| INSTRUCTION |
List every line of the listing below that contains the word "jacket", copying each one in full.

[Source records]

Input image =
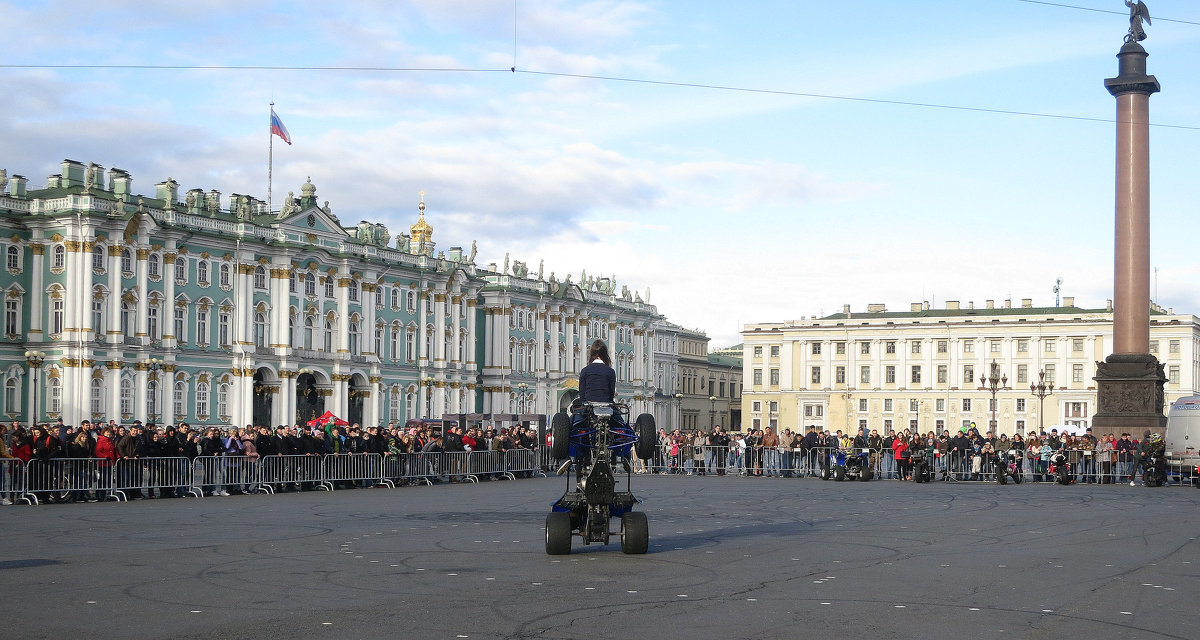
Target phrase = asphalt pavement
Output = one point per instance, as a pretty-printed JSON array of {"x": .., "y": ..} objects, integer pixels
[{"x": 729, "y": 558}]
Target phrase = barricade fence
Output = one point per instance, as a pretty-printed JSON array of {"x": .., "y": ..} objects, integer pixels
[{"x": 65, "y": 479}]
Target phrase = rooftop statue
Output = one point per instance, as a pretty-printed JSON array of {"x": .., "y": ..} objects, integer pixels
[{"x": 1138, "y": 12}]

...

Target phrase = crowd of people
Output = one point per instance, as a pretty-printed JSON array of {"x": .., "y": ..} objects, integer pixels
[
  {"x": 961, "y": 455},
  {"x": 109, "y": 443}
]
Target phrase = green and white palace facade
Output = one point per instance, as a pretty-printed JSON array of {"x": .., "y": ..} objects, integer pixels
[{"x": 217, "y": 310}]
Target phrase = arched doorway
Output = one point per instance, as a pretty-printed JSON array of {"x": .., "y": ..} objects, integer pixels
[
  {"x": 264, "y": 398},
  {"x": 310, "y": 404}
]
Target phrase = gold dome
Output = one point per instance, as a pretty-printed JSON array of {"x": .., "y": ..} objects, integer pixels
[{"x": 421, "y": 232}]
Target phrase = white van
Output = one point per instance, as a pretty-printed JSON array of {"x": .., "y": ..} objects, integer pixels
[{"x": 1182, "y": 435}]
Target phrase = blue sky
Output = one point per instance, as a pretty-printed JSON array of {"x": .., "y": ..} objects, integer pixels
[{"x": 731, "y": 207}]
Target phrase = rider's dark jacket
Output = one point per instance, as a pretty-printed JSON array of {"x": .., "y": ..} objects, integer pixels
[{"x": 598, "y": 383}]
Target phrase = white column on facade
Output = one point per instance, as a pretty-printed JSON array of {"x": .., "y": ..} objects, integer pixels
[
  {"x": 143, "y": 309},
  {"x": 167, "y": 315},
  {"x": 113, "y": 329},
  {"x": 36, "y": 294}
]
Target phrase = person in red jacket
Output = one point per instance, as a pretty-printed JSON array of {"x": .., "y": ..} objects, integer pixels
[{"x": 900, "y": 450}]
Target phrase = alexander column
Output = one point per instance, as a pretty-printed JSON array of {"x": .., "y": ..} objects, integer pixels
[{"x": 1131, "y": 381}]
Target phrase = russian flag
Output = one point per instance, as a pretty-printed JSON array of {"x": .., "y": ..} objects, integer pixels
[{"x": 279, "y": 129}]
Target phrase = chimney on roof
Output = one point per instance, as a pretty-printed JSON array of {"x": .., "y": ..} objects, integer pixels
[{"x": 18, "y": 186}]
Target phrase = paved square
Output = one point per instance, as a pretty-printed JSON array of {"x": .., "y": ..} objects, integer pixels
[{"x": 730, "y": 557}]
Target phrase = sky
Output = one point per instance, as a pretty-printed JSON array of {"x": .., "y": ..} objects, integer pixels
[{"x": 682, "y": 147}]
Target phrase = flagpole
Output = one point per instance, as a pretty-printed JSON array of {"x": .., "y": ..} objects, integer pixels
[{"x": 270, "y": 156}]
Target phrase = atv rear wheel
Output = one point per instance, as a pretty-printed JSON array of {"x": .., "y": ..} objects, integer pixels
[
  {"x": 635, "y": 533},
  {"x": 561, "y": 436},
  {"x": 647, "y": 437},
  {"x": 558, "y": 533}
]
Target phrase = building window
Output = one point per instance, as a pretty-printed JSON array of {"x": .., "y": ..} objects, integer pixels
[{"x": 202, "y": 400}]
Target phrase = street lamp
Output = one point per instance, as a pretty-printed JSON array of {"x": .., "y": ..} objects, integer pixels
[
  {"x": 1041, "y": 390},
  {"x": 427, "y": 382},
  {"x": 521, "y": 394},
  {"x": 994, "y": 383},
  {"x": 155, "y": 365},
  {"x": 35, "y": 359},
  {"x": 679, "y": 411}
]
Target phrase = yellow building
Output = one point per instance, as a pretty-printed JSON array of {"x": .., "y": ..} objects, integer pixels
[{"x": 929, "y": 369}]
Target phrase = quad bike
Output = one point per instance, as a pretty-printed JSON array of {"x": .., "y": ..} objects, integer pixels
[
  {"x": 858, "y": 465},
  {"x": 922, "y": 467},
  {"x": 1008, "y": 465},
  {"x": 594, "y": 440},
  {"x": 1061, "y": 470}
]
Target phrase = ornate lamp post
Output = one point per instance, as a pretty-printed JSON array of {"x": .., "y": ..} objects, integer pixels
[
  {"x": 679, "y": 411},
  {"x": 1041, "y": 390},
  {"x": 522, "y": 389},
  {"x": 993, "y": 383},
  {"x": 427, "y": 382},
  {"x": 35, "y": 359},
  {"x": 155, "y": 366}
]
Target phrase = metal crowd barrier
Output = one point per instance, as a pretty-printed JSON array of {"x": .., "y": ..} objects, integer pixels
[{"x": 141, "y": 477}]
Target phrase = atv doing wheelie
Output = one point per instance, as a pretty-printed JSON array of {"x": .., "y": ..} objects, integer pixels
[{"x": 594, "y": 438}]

| RESULT |
Target phrase = rider's dark jacket
Target phrase = person in red jacket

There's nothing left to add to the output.